(Exercise description): Nothing but the lines from the one that contains "Target: brick building" through the end of the listing should appear, set down exactly.
Start Record excerpts
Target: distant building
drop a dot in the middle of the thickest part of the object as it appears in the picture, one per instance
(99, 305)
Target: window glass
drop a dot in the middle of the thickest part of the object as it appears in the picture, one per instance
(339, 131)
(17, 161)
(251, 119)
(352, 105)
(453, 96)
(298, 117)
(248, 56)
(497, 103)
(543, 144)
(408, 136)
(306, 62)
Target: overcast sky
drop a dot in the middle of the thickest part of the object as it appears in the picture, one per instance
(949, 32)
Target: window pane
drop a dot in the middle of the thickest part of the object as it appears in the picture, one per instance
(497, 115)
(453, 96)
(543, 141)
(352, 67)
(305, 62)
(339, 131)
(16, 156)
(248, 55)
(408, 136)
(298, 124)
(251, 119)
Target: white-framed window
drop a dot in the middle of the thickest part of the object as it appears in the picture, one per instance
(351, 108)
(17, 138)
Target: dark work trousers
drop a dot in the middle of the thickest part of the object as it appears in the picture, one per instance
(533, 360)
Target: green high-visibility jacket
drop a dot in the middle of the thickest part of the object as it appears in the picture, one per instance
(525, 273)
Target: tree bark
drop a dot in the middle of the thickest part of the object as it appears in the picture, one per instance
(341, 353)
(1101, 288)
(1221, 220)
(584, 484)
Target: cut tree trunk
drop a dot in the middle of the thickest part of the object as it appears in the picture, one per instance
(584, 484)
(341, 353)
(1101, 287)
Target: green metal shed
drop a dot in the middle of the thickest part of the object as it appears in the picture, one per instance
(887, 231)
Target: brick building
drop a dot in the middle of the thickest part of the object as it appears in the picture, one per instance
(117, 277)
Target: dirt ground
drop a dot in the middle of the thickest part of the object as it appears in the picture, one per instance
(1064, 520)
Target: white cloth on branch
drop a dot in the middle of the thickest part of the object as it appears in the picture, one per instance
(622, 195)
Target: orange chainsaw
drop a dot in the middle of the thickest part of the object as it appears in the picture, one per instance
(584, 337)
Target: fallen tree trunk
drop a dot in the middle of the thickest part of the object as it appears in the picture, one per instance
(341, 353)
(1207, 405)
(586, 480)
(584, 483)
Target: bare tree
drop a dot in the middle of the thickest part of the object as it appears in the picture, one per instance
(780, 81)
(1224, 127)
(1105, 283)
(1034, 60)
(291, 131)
End Record excerpts
(Complete output):
Target: brick building
drop a dot in the middle of the thickest part of the object as it appears in the picture, one per instance
(117, 277)
Target: dirt ground
drop a dot in the middle of the thickest part of the object as it appears in the picture, one per instance
(1064, 520)
Target: white cloth on branch
drop a dot in the middle of the thickest part of the object as it appears in the picture, one per instance
(622, 195)
Target: orange chainsaw
drop a dot in the middle of the thickest part of the object as it appears in the picture, one per instance
(584, 337)
Target: fallen tree trunk
drop a dot in the middle of the thickest part of the object as it appears in the picture, one per instance
(341, 353)
(1207, 405)
(586, 480)
(584, 483)
Target: bare tree
drop a dot in the middle of the thickest part of the object as it appears in the picture, one per instance
(780, 81)
(1224, 127)
(1105, 283)
(1034, 60)
(291, 131)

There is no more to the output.